Written problem: Turn every line below into a JSON list of strings, one string per line, skipping blank lines and leaving out the pictures.

::::::

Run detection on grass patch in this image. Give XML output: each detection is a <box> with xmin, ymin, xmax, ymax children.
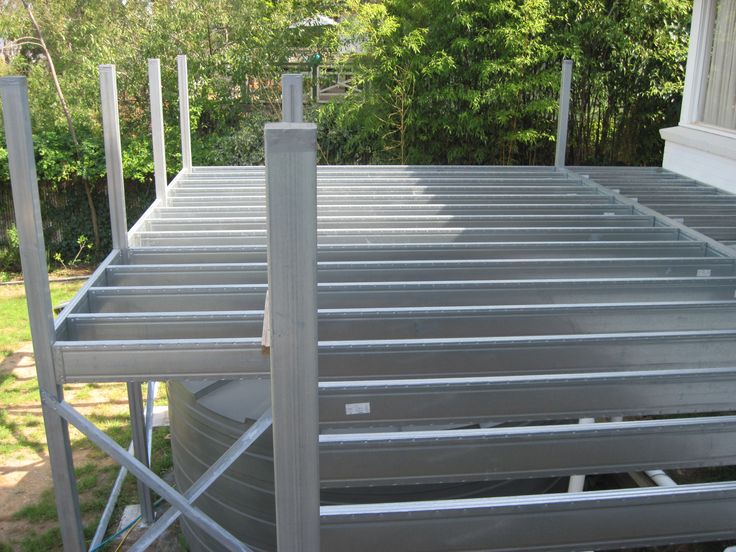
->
<box><xmin>0</xmin><ymin>281</ymin><xmax>172</xmax><ymax>552</ymax></box>
<box><xmin>0</xmin><ymin>281</ymin><xmax>84</xmax><ymax>359</ymax></box>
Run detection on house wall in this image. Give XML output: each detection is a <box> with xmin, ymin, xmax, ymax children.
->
<box><xmin>660</xmin><ymin>0</ymin><xmax>736</xmax><ymax>193</ymax></box>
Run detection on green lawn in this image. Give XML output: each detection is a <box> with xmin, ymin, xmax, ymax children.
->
<box><xmin>0</xmin><ymin>281</ymin><xmax>177</xmax><ymax>552</ymax></box>
<box><xmin>0</xmin><ymin>281</ymin><xmax>84</xmax><ymax>360</ymax></box>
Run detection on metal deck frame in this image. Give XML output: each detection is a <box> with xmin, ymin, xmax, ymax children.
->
<box><xmin>0</xmin><ymin>56</ymin><xmax>736</xmax><ymax>551</ymax></box>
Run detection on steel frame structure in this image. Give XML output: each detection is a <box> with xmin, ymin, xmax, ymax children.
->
<box><xmin>0</xmin><ymin>56</ymin><xmax>736</xmax><ymax>551</ymax></box>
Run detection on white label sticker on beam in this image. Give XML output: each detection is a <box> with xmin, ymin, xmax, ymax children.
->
<box><xmin>345</xmin><ymin>403</ymin><xmax>371</xmax><ymax>416</ymax></box>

::::::

Solution for this task:
[
  "Run detection on grass patch in this image. Give XML output: each detection is a <box> with xmin, ymin, xmax, ymax children.",
  "->",
  "<box><xmin>0</xmin><ymin>281</ymin><xmax>172</xmax><ymax>552</ymax></box>",
  "<box><xmin>0</xmin><ymin>281</ymin><xmax>84</xmax><ymax>359</ymax></box>",
  "Run detection on house wall in this image. Give XML output: each detection is a <box> with xmin, ymin, xmax, ymax children.",
  "->",
  "<box><xmin>660</xmin><ymin>0</ymin><xmax>736</xmax><ymax>193</ymax></box>",
  "Run detection on green lawn in this image. Give XML output: each detection is a <box> with xmin, ymin, xmax, ymax children.",
  "->",
  "<box><xmin>0</xmin><ymin>281</ymin><xmax>177</xmax><ymax>552</ymax></box>",
  "<box><xmin>0</xmin><ymin>281</ymin><xmax>84</xmax><ymax>360</ymax></box>",
  "Run detection on metal deck frame in this image. Give XML output: each detection is a <box> with xmin, ymin, xmax, ymax children.",
  "->",
  "<box><xmin>0</xmin><ymin>56</ymin><xmax>736</xmax><ymax>551</ymax></box>",
  "Run detection on steel frame structure in this image. Give XML output: each detection is a <box> with xmin, ymin, xmax, ymax children.",
  "->",
  "<box><xmin>0</xmin><ymin>56</ymin><xmax>736</xmax><ymax>551</ymax></box>",
  "Run detection on white label sticker on beam in this image. Give XML output: each detection is a <box> with xmin, ymin, xmax, ymax children.",
  "->",
  "<box><xmin>345</xmin><ymin>403</ymin><xmax>371</xmax><ymax>416</ymax></box>"
]